Metin Alıntısı:
────────
Yazar burada da güney istasyonlarından birindedir. Kasabadan uzak, ağaçlıkla kaplanmış kaybolmuş bir istasyoncuk… Sigara beklerken, sigaranın ateşini gören istasyon şefi yazarı diğer yolcuları beğenmediği için aristokrat sanır. Çıkan bekleme konusunda yazarı haklı görür. Sonra başlar derdini anlatmaya. Dört senedir, bu adam bu istasyondadır. Öncesinde, İstanbul’daki banliyö istasyonlarında memurken, sonra nasılsa bir kazaya uğrar ve kasadaki bilet paralarının hesabını veremediği için bir hayli tartaklandıktan sonra, buraya sürgün edildiğinden bahseder. Fakat yazar, boş ümitle insan avutmayı sevmediğinden, çoğu kez yüzünü buruşturarak, açıkça mümkün değil, der.

Yine yazar istasyonda, Adana hastanesine gelen karı-koca ile konuşur. Adam karısının inlemelerine rağmen, hastalığın ameliyatla geçeceğini düşünse de, yazara sorar ve yazar ister istemez yalanla, geçer, der. Bunun üzerine adam yazardan, varsa tavsiye yazmasını ister. Halk artık “tavsiye” kelimesini öğrenmiştir, der.
────────
Sağlanan Malzeme:
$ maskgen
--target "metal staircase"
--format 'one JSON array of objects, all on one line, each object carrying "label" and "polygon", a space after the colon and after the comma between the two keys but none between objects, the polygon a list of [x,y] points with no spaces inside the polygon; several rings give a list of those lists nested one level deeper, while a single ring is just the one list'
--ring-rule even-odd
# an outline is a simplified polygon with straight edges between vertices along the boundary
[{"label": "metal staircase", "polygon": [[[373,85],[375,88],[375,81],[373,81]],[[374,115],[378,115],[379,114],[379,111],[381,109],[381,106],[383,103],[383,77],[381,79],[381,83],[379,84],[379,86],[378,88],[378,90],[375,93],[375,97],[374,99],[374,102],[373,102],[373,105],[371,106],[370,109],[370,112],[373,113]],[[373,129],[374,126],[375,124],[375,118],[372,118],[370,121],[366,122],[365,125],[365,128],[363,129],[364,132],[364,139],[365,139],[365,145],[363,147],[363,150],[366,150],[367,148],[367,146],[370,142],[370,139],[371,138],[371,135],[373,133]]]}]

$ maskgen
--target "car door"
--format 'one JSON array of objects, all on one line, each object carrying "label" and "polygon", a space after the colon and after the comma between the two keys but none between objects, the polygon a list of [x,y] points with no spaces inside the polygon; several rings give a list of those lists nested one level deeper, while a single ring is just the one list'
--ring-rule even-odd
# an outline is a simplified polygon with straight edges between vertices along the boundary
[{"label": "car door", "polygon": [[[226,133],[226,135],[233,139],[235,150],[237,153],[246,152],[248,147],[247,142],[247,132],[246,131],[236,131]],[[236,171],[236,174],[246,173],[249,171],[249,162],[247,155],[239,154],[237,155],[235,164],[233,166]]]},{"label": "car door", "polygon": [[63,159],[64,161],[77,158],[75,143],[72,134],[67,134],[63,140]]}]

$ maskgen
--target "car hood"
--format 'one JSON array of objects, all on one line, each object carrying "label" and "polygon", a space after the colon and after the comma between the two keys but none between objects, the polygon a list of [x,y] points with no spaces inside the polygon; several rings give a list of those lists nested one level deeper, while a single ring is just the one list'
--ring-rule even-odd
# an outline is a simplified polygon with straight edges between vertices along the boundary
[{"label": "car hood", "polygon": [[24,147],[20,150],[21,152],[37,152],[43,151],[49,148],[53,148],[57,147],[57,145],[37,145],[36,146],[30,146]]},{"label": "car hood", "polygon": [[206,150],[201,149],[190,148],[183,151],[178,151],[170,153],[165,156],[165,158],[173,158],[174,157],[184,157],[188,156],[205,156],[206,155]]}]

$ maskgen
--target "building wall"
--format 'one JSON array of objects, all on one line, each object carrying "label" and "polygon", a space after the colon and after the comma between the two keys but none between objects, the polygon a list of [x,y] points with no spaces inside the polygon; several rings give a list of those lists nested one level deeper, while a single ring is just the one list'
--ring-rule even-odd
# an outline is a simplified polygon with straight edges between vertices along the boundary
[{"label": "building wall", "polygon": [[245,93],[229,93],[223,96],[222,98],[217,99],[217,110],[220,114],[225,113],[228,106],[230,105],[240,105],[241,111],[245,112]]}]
────────
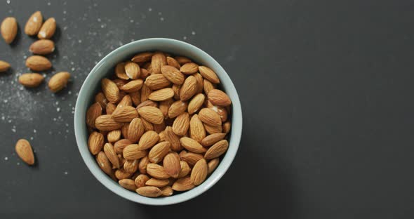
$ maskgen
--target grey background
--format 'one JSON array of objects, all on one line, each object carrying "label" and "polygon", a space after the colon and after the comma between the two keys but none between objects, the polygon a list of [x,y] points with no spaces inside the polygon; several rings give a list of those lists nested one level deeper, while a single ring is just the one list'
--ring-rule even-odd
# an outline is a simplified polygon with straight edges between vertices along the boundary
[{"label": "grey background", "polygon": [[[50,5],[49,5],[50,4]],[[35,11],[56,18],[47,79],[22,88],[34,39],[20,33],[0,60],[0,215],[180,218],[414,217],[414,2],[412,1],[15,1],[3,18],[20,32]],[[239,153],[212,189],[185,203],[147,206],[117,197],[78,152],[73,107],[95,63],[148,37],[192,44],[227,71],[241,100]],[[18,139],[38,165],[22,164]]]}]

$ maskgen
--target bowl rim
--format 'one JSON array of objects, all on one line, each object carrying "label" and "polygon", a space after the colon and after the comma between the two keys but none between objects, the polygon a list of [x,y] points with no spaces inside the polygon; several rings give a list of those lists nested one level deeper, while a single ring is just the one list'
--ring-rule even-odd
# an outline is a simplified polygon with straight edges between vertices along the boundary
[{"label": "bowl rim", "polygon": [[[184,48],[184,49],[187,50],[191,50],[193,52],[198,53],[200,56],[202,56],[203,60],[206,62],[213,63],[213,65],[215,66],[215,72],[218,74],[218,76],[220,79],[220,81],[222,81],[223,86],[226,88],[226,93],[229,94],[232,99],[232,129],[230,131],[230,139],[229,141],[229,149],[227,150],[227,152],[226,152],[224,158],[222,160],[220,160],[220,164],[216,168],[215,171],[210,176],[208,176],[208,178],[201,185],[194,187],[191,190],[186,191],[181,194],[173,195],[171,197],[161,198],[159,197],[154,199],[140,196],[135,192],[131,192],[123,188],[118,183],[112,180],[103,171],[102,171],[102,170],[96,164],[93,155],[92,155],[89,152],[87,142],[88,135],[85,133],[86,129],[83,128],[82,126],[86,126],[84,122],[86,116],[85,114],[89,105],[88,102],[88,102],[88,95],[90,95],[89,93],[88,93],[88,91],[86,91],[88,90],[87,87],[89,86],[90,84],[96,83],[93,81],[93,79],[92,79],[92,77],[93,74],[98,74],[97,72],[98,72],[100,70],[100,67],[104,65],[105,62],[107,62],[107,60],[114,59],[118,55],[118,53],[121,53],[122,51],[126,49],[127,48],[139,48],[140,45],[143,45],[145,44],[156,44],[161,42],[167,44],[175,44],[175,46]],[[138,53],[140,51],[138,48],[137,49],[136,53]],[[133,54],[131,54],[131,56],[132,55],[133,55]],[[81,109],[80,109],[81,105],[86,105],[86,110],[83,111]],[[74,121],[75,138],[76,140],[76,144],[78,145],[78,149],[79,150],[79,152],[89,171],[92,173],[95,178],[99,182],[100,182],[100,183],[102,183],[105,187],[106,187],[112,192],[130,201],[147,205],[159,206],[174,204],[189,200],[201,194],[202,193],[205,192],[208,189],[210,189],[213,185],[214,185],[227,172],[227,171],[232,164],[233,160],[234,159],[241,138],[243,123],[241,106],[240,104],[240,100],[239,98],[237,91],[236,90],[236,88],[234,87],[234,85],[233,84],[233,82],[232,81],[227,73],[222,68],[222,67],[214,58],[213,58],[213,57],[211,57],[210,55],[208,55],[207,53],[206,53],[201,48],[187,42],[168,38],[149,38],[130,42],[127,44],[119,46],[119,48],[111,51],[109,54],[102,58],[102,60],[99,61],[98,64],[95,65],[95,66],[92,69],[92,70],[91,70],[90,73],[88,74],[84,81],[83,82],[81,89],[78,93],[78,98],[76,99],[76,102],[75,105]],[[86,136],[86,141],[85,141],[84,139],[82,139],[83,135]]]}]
────────
Görev Yönergeleri:
(a) Güney istasyonlarını konu alan metin alıntısında "Yazar burada da" ifadesinden başlayıp "mümkün değil, der." ifadesine kadar, bu ifade de dahil olmak üzere, bölümü hiçbir değişiklik yapmadan yazınız.
(b) Güney istasyonlarını konu alan metin alıntısına göre aşağıdaki soruları yanıtlayınız.
(i) İstasyon şefi kaç senedir bu istasyondadır?
(ii) İstasyon şefi daha önce nerede memurluk yapmıştır?
(iii) Yazarın istasyonda konuştuğu karı-koca hangi hastaneye gelmiştir?
(c) Güney istasyonlarındaki karşılaşmaları anlatan metin alıntısını, gösterilen son cümleden sonrasından başlayarak sürdürünüz.

Yanıtlar:
(a)
Yazar burada da güney istasyonlarından birindedir. Kasabadan uzak, ağaçlıkla kaplanmış kaybolmuş bir istasyoncuk… Sigara beklerken, sigaranın ateşini gören istasyon şefi yazarı diğer yolcuları beğenmediği için aristokrat sanır. Çıkan bekleme konusunda yazarı haklı görür. Sonra başlar derdini anlatmaya. Dört senedir, bu adam bu istasyondadır. Öncesinde, İstanbul’daki banliyö istasyonlarında memurken, sonra nasılsa bir kazaya uğrar ve kasadaki bilet paralarının hesabını veremediği için bir hayli tartaklandıktan sonra, buraya sürgün edildiğinden bahseder. Fakat yazar, boş ümitle insan avutmayı sevmediğinden, çoğu kez yüzünü buruşturarak, açıkça mümkün değil, der.

(b)
(i) Dört senedir.
(ii) İstanbul'daki banliyö istasyonlarında.
(iii) Adana hastanesine.

(c)
“TRENDE” notunda;

Bu notta yazar şunları der: Bin tezvirle gelinini evden atmış kaynana, ertesi sabahtan tezi yok yeni bir gelin, kendine bir can yoldaşı aramaya başlar. “Hasılı insanlar, kalabalıkta yaşamayı yalnızlığa tercih etmişlerdir. Yalnız trenler müstesna, ” der. Kalabalığı seven bir insan bile trene binince, can dostunu yanında istemez. Yanına bütün ihtiyaçlarını alan insanın en büyük korkusunun, trendeyken vagona bir yolcu girmesi olduğunu, söyler. Bunun için çeşitli yollar dener. Mesela kendisini geçirmeye gelen tanıdıklarını, vagona doldurup insanların girmesini engellediğinden bahseder. Yine bir arkadaşının da hasta taklidi yaparak yanındakini uzaklaştırdığını, söyler.

“YOL” notunda;

Yazar, Anadolu’nun şimdiye kadar gezebildiği kısımlardaki büyük ana yolları, İstanbul’unkinden fena bulmadığını, hatta daha iyi olan yerleri gördüğünü, ifade eder. Anadolu’nun yol kenarlarında, taş yığınları ve amele çadırlarına rastlanmayan yer yoktur, der. Yollar hep yapılmaya çalışılır ancak ne hikmettir hemen bozulur. Bir de şehirlerin dışındaki bayındırlık yollarının, içlerindeki belediye yollarından daima daha iyi olduğunu söyler. İki vilayet arasında yolculuk yaparken, şoför bir şarkı patlatır, fiziki şartlara göre dalar gidersiniz, der.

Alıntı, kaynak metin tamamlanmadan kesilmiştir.